Data for processing:
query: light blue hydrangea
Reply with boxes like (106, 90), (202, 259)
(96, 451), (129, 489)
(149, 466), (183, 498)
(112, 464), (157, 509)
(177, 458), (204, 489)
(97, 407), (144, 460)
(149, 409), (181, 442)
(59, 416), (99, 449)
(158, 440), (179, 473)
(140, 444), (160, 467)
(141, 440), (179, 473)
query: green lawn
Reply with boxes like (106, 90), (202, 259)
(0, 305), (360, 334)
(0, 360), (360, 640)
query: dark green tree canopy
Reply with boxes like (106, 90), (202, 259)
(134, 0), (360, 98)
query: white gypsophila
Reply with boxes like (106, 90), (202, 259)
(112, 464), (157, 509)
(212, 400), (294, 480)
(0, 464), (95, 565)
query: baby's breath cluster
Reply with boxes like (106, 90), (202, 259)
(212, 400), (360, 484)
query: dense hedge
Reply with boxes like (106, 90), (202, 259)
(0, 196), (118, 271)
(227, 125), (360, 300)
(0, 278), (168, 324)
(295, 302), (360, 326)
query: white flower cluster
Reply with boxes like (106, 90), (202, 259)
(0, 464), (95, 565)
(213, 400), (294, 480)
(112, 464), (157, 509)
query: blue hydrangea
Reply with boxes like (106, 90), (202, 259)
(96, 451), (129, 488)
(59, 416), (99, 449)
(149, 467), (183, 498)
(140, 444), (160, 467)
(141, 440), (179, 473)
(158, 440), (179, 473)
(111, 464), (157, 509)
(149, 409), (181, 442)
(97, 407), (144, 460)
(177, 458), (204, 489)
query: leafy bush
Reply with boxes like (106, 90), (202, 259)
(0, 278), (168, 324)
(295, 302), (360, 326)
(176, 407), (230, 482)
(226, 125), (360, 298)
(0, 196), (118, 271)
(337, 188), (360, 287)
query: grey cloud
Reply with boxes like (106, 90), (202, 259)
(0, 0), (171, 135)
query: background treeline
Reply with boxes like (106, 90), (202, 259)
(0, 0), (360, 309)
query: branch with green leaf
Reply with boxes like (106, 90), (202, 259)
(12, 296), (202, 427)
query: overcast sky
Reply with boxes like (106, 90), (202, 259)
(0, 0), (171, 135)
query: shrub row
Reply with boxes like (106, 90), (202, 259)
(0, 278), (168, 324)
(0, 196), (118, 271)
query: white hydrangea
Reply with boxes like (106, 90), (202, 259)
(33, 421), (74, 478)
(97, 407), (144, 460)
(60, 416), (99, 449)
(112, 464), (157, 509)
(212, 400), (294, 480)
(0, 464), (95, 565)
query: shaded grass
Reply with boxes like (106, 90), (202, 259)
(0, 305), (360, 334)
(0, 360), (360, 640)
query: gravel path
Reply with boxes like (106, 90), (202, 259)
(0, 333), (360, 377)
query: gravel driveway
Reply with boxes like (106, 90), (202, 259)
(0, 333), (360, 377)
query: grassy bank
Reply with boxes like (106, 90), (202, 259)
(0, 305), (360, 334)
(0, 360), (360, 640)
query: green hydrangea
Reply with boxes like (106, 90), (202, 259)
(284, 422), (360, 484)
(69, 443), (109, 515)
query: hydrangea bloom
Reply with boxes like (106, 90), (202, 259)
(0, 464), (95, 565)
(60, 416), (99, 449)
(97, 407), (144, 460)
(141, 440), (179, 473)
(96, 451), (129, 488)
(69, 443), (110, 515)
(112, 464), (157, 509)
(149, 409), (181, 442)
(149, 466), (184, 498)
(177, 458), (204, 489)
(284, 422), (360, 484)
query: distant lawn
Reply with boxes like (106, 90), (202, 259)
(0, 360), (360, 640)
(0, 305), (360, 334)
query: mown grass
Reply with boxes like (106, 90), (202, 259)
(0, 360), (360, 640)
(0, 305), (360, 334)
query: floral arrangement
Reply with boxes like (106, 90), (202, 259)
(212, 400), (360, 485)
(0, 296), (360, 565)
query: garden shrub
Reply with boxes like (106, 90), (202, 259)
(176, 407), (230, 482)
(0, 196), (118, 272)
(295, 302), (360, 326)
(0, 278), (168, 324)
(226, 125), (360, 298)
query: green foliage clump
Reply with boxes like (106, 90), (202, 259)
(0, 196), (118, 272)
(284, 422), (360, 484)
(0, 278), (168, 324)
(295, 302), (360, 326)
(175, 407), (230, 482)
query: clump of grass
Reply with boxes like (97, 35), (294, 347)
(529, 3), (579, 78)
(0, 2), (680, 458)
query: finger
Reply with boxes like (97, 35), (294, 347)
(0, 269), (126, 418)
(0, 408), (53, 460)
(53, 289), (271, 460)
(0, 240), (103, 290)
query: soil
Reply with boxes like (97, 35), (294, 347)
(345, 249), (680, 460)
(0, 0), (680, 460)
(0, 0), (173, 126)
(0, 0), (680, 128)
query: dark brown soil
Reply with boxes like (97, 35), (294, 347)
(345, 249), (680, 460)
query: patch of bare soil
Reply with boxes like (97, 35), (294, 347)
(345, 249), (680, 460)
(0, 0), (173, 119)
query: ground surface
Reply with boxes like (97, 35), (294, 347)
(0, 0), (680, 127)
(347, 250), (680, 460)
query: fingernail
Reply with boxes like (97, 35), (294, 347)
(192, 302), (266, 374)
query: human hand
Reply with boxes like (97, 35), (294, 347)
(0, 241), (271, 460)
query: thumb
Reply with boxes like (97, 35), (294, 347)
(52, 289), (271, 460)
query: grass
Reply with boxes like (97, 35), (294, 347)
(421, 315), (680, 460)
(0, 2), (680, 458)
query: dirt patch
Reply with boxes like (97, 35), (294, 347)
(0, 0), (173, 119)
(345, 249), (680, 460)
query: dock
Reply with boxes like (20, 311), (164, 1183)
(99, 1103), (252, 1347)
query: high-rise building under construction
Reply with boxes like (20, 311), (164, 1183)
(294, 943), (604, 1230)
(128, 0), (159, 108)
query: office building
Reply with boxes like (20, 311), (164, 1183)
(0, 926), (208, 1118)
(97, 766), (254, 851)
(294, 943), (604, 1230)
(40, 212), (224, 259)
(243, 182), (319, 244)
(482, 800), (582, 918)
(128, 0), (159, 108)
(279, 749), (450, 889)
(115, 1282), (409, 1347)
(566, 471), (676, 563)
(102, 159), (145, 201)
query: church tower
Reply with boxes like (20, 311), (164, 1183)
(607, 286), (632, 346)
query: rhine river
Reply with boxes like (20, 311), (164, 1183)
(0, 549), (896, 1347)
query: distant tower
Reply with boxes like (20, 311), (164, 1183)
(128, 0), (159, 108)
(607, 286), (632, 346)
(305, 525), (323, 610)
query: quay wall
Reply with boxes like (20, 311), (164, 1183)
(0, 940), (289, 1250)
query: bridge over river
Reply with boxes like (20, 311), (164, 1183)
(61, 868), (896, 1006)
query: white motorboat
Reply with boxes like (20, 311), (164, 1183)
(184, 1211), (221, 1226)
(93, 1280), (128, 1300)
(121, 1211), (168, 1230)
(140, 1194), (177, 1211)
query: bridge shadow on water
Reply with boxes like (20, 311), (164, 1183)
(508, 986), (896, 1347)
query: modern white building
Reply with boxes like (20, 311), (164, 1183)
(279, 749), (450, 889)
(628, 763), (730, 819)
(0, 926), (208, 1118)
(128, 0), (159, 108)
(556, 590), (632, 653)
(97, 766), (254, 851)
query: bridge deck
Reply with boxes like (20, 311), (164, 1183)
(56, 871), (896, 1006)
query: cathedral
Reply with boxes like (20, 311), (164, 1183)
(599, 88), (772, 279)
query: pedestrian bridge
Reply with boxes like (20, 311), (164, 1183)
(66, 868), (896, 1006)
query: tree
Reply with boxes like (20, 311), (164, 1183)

What to work on: Find every line in the listing that contains the word "soil" and copy each one.

Solved problem:
query: soil
query: dark brown soil
query: patch of bare soil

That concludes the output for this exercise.